§ Data excerpts:
━━━━━━━━

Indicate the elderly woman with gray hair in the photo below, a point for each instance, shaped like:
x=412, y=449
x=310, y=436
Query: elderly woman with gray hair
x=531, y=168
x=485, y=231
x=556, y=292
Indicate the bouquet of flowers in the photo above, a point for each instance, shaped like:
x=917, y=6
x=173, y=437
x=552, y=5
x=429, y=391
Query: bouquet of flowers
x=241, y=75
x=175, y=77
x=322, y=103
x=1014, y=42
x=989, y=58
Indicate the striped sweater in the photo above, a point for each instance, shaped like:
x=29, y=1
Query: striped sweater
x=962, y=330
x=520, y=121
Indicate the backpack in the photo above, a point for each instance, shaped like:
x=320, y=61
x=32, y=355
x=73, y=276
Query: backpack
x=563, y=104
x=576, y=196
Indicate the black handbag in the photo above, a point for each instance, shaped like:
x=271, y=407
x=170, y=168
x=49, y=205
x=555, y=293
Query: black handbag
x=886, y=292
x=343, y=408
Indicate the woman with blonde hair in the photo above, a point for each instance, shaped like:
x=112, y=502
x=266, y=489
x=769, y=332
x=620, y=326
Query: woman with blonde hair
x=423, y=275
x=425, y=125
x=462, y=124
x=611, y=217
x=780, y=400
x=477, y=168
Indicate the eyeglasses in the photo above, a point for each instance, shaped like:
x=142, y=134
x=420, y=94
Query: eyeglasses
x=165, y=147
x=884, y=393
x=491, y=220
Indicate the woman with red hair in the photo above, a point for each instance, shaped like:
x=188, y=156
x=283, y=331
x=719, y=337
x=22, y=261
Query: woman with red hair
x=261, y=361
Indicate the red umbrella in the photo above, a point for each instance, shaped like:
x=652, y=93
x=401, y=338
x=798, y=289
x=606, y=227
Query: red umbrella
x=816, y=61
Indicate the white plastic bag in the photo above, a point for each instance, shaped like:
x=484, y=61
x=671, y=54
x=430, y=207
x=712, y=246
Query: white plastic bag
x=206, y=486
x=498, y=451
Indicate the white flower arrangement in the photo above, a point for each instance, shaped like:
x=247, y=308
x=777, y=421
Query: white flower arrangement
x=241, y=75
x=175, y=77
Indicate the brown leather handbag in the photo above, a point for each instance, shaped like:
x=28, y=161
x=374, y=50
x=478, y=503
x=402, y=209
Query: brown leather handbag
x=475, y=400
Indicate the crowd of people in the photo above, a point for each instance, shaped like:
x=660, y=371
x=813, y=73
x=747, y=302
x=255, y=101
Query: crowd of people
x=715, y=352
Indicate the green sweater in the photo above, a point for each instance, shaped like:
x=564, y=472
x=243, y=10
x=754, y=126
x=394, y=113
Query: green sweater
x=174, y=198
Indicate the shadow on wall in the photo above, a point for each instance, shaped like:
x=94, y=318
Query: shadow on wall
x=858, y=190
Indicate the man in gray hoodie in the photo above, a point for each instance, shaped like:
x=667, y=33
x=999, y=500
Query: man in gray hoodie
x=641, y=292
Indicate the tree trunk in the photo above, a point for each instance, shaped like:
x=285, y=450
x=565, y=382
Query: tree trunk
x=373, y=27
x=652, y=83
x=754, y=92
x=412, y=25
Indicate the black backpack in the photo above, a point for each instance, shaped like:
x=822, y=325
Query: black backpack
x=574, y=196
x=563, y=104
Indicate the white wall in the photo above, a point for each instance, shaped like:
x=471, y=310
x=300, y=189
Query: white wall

━━━━━━━━

§ The task:
Can you render the data as a Markdown table with a Row column numbering each line and a Line column holding its text, beginning at the line that has "Indicate the shadow" and stopping after the last line of the data, with blank lines left out?

§ Exercise answer:
| Row | Line |
|---|---|
| 1 | Indicate the shadow on wall in the photo above, a point for each instance, shaped like: |
| 2 | x=94, y=318 |
| 3 | Query: shadow on wall |
| 4 | x=858, y=190 |
| 5 | Indicate the man in gray hoodie in the photo above, a point for each instance, shaped like: |
| 6 | x=667, y=33 |
| 7 | x=999, y=500 |
| 8 | Query: man in gray hoodie |
| 9 | x=641, y=292 |
| 10 | Indicate the tree trunk in the photo above, a point for each instance, shaped like: |
| 11 | x=285, y=450 |
| 12 | x=565, y=382 |
| 13 | Query: tree trunk |
| 14 | x=373, y=27 |
| 15 | x=652, y=83 |
| 16 | x=754, y=92 |
| 17 | x=412, y=25 |
| 18 | Indicate the black backpack in the photo above, a point for each instance, shaped like: |
| 19 | x=822, y=325 |
| 20 | Query: black backpack |
| 21 | x=574, y=196 |
| 22 | x=563, y=104 |
| 23 | Indicate the white wall in the photo above, a point for each instance, shaped like: |
| 24 | x=471, y=310 |
| 25 | x=300, y=189 |
| 26 | Query: white wall |